→ **Parts of the exercise**
1. From the transformer paper breakdown, list the kinds of relationship it says different attention heads might learn to attend to.
2. Answer these questions from the transformer paper breakdown:
(a) In what year was the paper published?
(b) How many attention heads does the paper use?
(c) What does the breakdown say is added to the input embeddings so the model has a sense of order?
3. Continue the transformer paper breakdown from its last sentence.

Text passage section start

Attention Is All You Need - paper breakdown
Context
Vaswani et al., 2017. The paper that introduced the transformer architecture. Before this, sequence-to-sequence models used RNNs (usually LSTMs or GRUs) with attention as an add-on. The key contribution: throw out the recurrence entirely and use only attention. The result was faster to train (parallelizable) and better at capturing long-range dependencies.
Self-attention
The core mechanism. Given a sequence of input vectors, self-attention lets each position attend to every other position. The computation:
- Project each input into three vectors: Query (Q), Key (K), Value (V) using learned weight matrices
- Compute attention scores: \( \text{score}(i,j) = Q_i \cdot K_j \)
- Scale by \( \sqrt{d_k} \) (to prevent softmax saturation for large dimensions)
- Apply softmax to get attention weights
- Weighted sum of Value vectors gives the output for each position
In matrix form:
\[ \text{Attention}(Q, K, V) = \text{softmax}\left(\frac{QK^T}{\sqrt{d_k}}\right)V \]
The key insight: this is all learned. The model learns what to attend to. For a translation task, it might learn that when generating the French word for “bank,” it should attend heavily to the English word “river” (if present) to disambiguate financial bank vs. river bank.
Multi-head attention
Instead of one attention function, use \( h \) parallel attention “heads,” each with its own Q/K/V projections into a lower-dimensional space. Concatenate the outputs and project again.
Why? Each head can learn a different type of relationship. One head might attend to syntactic structure, another to semantic similarity, another to positional proximity. The paper uses 8 heads with \( d_k = d_v = d_{\text{model}}/h = 64 \).
Positional encoding
Without recurrence, the model has no notion of order. “The cat sat on the mat” and “mat the on sat cat the” would look identical. The solution: add positional information to the input embeddings.

Text passage section end
Supplied material section start

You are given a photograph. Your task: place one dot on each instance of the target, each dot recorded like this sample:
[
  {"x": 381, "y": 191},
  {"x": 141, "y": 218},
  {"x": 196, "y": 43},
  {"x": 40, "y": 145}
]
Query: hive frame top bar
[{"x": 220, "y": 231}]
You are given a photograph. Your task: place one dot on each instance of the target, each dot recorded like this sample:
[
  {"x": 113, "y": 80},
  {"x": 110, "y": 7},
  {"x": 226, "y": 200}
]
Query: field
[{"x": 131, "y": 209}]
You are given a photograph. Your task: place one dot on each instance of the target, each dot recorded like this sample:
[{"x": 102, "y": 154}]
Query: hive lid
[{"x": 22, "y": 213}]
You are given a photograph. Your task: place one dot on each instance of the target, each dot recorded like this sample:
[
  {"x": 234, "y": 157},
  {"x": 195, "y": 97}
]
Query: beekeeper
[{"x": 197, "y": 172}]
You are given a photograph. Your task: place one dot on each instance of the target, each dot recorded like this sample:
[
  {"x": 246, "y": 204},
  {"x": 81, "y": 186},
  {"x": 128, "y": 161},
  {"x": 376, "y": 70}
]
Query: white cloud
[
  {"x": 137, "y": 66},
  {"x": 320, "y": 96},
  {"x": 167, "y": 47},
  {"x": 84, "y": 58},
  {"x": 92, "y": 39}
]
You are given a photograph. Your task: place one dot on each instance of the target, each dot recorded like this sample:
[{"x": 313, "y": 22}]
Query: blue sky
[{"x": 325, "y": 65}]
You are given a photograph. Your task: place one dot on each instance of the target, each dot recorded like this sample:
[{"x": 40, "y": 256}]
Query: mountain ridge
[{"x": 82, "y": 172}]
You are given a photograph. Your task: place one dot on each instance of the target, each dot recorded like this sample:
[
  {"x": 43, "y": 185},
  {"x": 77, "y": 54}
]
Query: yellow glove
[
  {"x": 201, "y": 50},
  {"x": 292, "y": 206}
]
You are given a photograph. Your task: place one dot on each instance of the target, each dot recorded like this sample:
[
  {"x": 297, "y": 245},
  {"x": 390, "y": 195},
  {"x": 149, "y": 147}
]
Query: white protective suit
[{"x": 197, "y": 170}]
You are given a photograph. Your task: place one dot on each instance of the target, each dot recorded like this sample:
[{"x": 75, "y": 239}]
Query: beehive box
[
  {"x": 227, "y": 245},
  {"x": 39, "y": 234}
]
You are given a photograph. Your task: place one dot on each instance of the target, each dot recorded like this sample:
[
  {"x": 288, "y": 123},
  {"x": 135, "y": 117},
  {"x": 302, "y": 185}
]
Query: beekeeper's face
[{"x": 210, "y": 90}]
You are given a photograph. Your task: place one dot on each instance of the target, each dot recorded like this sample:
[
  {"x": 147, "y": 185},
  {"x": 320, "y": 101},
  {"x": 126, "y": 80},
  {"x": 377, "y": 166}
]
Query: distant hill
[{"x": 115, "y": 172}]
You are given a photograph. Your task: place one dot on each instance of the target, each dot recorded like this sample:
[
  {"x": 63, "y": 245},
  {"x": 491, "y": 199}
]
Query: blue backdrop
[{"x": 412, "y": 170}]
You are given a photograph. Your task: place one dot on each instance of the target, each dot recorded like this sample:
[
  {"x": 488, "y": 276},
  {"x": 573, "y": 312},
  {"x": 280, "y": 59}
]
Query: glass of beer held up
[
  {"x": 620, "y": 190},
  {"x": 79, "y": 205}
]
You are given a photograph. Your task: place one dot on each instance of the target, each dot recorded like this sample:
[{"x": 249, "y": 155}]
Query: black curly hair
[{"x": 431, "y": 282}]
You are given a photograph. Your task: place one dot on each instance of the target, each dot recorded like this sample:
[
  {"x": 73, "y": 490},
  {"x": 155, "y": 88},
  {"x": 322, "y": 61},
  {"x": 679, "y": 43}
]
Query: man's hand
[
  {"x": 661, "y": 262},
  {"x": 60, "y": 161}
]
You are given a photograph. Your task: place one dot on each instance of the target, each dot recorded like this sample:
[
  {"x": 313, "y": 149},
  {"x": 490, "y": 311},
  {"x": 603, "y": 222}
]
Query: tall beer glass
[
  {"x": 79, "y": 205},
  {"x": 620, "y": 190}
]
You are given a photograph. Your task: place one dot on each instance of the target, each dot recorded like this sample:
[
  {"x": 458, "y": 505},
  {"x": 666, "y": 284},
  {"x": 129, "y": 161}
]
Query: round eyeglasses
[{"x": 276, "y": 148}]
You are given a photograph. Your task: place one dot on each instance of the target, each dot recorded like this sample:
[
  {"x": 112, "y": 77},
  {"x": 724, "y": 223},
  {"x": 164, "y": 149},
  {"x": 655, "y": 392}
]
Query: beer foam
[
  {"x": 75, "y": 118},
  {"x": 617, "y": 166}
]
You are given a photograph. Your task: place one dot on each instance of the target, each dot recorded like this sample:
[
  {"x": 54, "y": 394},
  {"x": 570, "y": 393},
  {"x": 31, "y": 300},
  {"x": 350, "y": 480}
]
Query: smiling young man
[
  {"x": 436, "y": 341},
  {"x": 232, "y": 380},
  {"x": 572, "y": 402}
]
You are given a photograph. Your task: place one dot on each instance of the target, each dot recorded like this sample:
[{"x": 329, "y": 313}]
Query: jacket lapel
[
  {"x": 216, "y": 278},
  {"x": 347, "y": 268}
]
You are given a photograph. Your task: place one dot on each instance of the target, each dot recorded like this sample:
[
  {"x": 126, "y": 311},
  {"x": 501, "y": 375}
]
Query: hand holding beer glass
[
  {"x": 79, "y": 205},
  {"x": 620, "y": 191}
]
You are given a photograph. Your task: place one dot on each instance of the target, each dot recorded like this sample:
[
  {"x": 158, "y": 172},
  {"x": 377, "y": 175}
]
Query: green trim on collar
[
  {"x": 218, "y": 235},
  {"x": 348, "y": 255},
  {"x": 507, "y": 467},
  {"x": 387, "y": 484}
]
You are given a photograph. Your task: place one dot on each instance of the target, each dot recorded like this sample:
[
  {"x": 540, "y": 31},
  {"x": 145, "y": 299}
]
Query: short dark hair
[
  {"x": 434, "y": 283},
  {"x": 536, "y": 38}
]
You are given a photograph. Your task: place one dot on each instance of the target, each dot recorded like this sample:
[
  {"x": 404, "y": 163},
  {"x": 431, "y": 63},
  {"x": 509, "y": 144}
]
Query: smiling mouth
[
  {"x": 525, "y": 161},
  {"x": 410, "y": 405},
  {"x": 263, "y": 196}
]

Supplied material section end

→ **Results for each task**
1.
- Syntactic structure
- Semantic similarity
- Positional proximity

2.
(a) 2017
(b) 8
(c) Positional information

3.
The paper uses sinusoidal functions at different frequencies:
\[ PE_{(pos, 2i)} = \sin\left(\frac{pos}{10000^{2i/d_{\text{model}}}}\right) \] \[ PE_{(pos, 2i+1)} = \cos\left(\frac{pos}{10000^{2i/d_{\text{model}}}}\right) \]
Each position gets a unique encoding. The sinusoidal choice lets the model learn relative positions: the dot product between two positional encodings depends only on their distance, not their absolute positions.
Architecture summary
Encoder: 6 identical layers, each with multi-head self-attention + feedforward network, with residual connections and layer normalization.
Decoder: 6 identical layers, each with masked self-attention (can’t look ahead) + encoder-decoder attention + feedforward network.
Total parameters for the base model: ~65 million. For reference, GPT-3 has 175 billion. Same architecture, scaled up ~2,700x.
Why it matters
The transformer is the foundation of essentially all modern language models (BERT, GPT, T5, LLaMA, etc.), and it’s being adapted for vision (ViT), audio (Whisper), protein folding (AlphaFold 2), and more. The “attention is all you need” claim turned out to be surprisingly literal — the architecture generalized far beyond NLP.
The paper itself is remarkably well-written. 11 pages, clear notation, good ablation studies. Worth reading in full.